Philip Pullman said something good about about the Chekhov story he’d read (Guardian short stories podcasts, ‘The Beauties’), about the plot not being the point but rather the often inconsequential texture of ordinary life. It’s true of Chekhov’s plays, too -- that’s one way he was a Modernist innovator. The story, says Pullman, is like the man said about Waiting for Godot, ‘In this play nothing happens -- twice.’
I recalled this when looking at a kids’ comic strip by Jim Medway, in which nothing happens five times, on successive days.

_EXERCISE DIRECTIONS_
Answer these questions from the excerpt on Chekhov and Pullman:
1. What Chekhov story did Philip Pullman discuss?
2. In what series did Pullman discuss it?
3. How many times does nothing happen in the comic strip by Jim Medway?

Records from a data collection
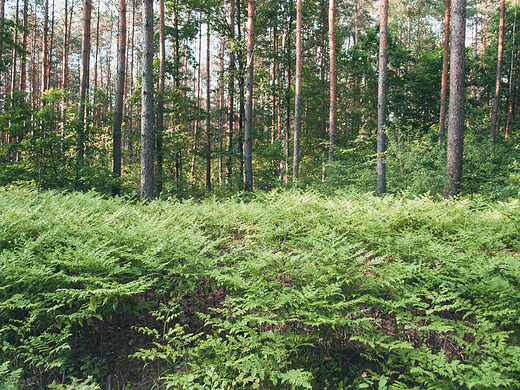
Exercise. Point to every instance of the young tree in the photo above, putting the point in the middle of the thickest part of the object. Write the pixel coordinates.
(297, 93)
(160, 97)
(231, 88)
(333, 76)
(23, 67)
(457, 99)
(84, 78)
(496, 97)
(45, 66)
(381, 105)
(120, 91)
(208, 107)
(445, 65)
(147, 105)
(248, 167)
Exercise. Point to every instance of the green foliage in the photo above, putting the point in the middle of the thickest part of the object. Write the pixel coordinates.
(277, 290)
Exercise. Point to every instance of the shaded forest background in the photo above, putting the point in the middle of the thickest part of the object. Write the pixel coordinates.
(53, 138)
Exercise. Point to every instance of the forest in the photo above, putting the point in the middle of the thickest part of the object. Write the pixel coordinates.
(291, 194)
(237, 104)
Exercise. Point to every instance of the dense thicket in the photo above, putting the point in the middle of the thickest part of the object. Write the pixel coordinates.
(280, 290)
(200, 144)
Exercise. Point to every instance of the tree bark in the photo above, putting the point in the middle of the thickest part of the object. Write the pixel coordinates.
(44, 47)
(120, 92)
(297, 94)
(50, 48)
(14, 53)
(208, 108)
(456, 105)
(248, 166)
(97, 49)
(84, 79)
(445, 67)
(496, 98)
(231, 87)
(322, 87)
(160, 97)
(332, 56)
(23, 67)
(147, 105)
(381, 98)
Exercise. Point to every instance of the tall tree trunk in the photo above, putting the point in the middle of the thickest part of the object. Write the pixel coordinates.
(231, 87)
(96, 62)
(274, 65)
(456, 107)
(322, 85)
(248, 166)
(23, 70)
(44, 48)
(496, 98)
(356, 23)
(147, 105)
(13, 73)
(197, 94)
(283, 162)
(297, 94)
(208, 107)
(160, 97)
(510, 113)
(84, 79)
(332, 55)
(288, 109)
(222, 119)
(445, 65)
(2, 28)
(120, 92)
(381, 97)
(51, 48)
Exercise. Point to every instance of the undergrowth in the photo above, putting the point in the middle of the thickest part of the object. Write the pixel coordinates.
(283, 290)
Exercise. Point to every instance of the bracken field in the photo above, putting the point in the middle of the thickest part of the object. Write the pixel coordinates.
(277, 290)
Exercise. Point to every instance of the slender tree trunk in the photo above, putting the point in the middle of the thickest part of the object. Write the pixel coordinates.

_RESPONSE TO THE EXERCISE_
1. 'The Beauties'
2. The Guardian short stories podcasts
3. Five times, on successive days